(Supplied passage)

June 7, 2010 - 19:46 -- Mark Benedict

There is a vision currently being researched in mosquito laboratories; the possibility that it may be possible to release mosquitoes containing some genetic factor that would drive through wild populations and disable their capacity to transmit disease. Not likely you say?

This once-ridiculed vision is close to testing for Aedes aegypti using the cytoplasmic incompatibility approach that I have blogged about previously . Because Wolbachia do not occur naturally in anophelines (my pet genus), a related approach is being developed using homing endonuclease genes (HEGs) by Austin Burt, Andrea Crisanti and others under a Grand Challenges in Global Health program.

(Supplied data)

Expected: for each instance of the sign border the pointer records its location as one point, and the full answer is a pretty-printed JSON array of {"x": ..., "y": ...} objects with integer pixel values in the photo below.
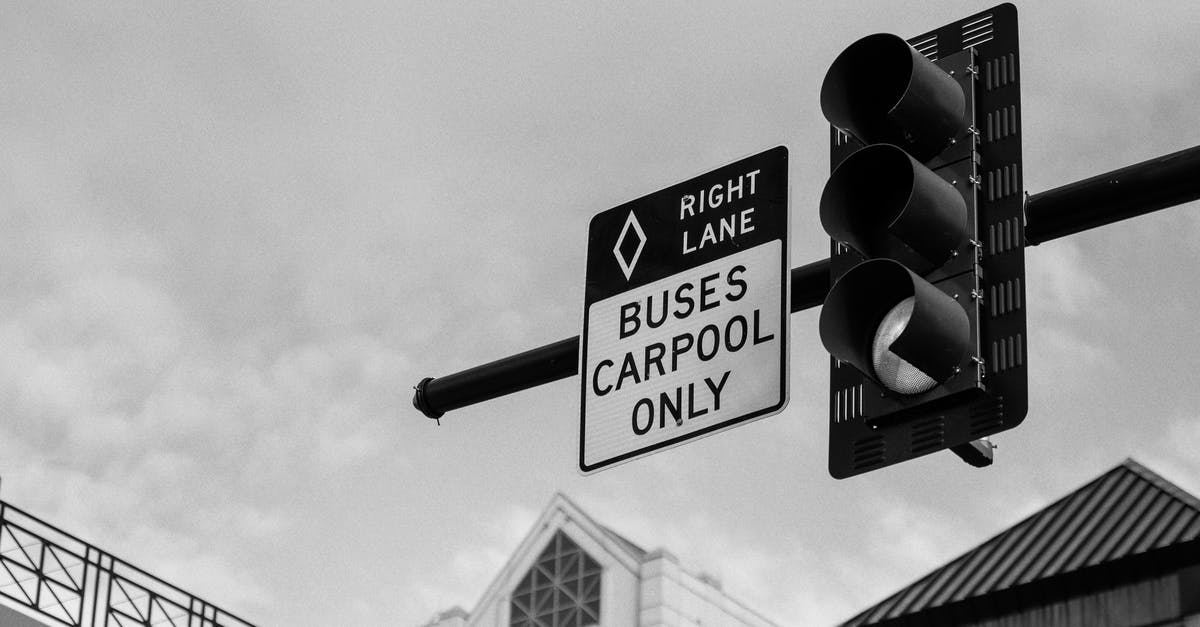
[{"x": 784, "y": 336}]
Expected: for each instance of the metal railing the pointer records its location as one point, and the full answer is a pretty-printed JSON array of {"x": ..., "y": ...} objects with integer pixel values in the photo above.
[{"x": 64, "y": 580}]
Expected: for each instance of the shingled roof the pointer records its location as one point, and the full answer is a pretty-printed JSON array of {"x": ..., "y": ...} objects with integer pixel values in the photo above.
[{"x": 1127, "y": 523}]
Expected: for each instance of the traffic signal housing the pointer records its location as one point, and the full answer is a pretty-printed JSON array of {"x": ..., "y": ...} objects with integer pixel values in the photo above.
[{"x": 924, "y": 320}]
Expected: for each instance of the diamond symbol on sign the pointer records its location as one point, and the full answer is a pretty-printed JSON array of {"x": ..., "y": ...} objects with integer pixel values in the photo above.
[{"x": 630, "y": 222}]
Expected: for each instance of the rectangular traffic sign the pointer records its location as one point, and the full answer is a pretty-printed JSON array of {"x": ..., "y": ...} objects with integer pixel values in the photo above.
[{"x": 685, "y": 312}]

(Brief 1) According to the mosquito post, why is an approach based on homing endonuclease genes being developed for anophelines?
(Brief 2) Reproduce the stretch of the mosquito post from "There is a vision" through "likely you say?".
(Brief 3) Write what comes next in the mosquito post, starting after its final sentence.

(Response box 1) Wolbachia do not occur naturally in anophelines. A related approach using homing endonuclease genes is therefore being developed for them instead of the cytoplasmic incompatibility approach being readied for Aedes aegypti.

(Response box 2)
There is a vision currently being researched in mosquito laboratories; the possibility that it may be possible to release mosquitoes containing some genetic factor that would drive through wild populations and disable their capacity to transmit disease. Not likely you say?

(Response box 3)
With regard to the potential of gene drive systems for An. gambiae and African malaria more generally, the question frequently arises, “How will you handle the different types of An. gambiae, and what will you do about the multiplicity of vectors? Won’t each one require a separate intervention, and isn’t this impractical?” This is a valid concern since the spread of a genetic element between isolated genetic pools will be at least slowed and at most prevented. This may necessarily mean that numerous strains be produced and released. The answer will hinge in part on the relative diseases contribution of various forms and species. An accurate answer to this will be provided when – and if - a drive system effectively reduces the transmission contribution by one major vector - probably An. gambiae S – over a wide area.

Only one vector you say? Think what a remarkable achievement that would be! Concerns that the intervention has not eliminated all transmission by all vectors in Africa sets a very high threshold indeed for its attractiveness. This is particularly true considering the relatively small investment that is likely to be needed to produce and distribute such strains. The power of the technology – at least as envisioned - is that the natural biology of the mosquitoes and the drive system do the work that now is done by millions of citizens, thousands of public health workers and tens of nations and donors. It would be a non-intrusive technology that would be only slightly short of miraculous.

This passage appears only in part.